** Opening Data for the task block **

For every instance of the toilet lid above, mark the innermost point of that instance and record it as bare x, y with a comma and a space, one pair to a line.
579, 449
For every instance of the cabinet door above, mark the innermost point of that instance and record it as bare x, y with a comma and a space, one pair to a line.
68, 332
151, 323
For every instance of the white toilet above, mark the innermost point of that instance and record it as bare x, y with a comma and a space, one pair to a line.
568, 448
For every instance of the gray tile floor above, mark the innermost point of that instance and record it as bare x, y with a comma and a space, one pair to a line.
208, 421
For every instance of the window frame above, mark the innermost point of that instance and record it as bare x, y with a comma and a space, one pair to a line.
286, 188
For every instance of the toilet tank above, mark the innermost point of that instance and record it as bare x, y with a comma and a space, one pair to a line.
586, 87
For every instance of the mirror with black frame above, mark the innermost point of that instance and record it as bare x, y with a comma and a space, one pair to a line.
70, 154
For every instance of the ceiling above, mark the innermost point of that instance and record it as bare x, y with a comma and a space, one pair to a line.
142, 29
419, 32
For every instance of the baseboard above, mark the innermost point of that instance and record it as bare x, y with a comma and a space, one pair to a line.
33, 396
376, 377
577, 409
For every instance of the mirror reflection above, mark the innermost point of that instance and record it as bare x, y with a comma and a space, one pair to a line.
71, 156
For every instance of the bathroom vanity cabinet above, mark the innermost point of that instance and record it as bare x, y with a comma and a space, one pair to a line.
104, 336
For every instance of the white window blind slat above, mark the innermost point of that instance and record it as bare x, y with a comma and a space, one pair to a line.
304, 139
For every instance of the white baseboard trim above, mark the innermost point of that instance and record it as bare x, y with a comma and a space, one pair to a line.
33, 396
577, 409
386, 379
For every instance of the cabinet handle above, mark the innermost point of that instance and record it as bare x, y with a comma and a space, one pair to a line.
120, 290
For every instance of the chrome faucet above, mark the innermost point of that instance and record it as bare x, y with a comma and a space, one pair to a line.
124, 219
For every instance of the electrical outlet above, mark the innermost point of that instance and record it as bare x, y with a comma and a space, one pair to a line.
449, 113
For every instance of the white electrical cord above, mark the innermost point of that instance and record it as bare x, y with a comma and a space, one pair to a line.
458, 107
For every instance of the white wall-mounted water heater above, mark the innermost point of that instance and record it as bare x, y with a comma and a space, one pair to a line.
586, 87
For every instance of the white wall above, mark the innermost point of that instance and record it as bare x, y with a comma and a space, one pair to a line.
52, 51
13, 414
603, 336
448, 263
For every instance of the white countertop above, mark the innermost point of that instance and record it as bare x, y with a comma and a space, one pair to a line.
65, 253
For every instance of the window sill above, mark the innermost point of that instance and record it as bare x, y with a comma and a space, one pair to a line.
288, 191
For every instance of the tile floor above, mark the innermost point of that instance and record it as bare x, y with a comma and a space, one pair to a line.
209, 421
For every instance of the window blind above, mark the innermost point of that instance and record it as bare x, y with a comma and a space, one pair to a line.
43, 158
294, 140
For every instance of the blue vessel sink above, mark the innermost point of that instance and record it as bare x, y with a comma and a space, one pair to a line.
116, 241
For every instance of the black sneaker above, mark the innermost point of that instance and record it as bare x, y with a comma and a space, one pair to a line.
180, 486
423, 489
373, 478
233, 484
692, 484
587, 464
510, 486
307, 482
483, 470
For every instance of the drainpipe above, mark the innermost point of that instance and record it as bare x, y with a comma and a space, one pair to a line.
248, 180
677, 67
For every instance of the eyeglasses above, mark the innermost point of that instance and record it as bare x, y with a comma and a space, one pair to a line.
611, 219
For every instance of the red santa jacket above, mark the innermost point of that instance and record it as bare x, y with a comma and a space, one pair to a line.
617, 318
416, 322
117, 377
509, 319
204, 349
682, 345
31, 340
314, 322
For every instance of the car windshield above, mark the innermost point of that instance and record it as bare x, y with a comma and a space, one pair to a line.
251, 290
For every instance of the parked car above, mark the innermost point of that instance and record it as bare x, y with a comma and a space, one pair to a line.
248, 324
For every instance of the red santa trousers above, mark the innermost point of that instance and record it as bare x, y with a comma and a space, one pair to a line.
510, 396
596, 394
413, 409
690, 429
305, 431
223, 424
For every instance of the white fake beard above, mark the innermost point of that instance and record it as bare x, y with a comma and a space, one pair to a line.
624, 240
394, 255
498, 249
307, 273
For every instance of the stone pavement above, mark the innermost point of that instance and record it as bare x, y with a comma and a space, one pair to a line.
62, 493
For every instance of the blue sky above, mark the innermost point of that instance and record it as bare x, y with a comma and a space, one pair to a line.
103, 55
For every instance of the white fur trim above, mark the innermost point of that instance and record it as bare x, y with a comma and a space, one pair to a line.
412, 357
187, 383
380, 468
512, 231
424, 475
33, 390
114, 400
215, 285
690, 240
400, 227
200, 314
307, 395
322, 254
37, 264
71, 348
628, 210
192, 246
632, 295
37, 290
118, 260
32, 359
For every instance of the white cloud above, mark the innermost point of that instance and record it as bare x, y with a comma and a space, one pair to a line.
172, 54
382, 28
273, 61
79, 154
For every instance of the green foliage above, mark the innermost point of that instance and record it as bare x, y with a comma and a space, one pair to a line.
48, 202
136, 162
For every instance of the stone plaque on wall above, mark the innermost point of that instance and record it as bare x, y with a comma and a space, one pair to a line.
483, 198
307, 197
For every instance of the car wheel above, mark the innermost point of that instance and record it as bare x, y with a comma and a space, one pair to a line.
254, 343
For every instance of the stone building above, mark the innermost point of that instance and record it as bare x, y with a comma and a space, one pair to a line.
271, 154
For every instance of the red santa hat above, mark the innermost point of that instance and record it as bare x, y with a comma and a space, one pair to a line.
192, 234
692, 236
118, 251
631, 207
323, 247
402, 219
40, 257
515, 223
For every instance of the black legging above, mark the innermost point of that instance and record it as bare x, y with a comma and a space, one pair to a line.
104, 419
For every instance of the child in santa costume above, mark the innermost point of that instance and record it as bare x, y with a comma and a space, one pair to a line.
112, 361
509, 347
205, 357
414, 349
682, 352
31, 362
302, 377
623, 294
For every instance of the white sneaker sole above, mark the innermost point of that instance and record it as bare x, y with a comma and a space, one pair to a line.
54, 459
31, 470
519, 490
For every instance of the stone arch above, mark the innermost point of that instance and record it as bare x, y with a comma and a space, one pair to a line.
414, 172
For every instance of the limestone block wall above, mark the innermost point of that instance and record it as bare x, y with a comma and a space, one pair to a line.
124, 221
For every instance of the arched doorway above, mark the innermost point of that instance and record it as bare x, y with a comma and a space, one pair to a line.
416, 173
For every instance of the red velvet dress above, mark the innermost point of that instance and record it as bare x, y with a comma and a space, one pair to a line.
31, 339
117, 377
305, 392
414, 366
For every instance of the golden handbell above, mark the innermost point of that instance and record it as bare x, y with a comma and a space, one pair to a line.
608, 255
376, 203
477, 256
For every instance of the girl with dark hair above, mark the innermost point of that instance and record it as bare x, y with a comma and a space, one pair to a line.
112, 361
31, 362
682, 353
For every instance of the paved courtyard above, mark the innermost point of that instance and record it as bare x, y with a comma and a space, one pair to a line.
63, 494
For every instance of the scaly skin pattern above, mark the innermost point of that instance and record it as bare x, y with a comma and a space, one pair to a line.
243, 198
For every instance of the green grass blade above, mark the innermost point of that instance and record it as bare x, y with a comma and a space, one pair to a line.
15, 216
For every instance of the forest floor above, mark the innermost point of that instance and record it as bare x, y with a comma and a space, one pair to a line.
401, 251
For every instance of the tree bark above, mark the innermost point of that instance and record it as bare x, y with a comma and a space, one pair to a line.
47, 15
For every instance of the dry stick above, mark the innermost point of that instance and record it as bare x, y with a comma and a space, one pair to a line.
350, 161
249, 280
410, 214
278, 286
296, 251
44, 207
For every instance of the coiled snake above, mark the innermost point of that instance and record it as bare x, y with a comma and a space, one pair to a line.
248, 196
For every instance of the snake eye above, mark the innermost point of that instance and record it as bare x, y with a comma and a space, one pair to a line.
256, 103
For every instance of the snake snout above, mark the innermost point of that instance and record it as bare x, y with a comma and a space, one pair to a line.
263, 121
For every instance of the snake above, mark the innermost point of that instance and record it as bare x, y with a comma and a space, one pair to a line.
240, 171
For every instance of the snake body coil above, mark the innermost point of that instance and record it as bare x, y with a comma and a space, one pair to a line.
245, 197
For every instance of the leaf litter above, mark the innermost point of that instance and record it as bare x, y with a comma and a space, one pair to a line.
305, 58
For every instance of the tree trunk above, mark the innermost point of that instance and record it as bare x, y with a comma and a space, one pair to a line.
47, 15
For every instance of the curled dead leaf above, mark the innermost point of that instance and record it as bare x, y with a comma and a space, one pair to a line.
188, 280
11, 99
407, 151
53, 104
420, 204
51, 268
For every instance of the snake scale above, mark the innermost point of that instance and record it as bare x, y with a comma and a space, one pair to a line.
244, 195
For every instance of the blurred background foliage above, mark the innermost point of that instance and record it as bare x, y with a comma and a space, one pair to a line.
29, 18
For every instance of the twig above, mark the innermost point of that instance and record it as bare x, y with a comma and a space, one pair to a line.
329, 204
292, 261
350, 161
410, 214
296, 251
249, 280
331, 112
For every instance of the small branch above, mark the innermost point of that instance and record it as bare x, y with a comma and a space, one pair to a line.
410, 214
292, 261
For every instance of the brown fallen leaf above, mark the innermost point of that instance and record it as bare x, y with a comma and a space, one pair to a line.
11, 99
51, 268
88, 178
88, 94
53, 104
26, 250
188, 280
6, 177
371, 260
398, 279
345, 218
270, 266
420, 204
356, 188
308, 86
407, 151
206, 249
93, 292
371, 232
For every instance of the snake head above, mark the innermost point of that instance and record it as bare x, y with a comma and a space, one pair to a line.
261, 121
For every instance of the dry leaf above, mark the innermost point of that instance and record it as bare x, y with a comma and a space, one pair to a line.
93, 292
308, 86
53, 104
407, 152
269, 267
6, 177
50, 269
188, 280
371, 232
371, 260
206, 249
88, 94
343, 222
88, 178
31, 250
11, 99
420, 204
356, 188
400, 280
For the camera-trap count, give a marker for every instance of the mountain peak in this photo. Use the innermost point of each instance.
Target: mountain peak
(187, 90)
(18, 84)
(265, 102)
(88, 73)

** Closing Data for the task block **

From the line containing "For the camera-trap" down to the last line of the listing above, give every line again exactly, and add nothing.

For the camera-trap count, give a marker for every instance of the mountain peak in this photo. Use the innermost point of each instance.
Target: mountain peak
(187, 90)
(18, 84)
(265, 102)
(88, 73)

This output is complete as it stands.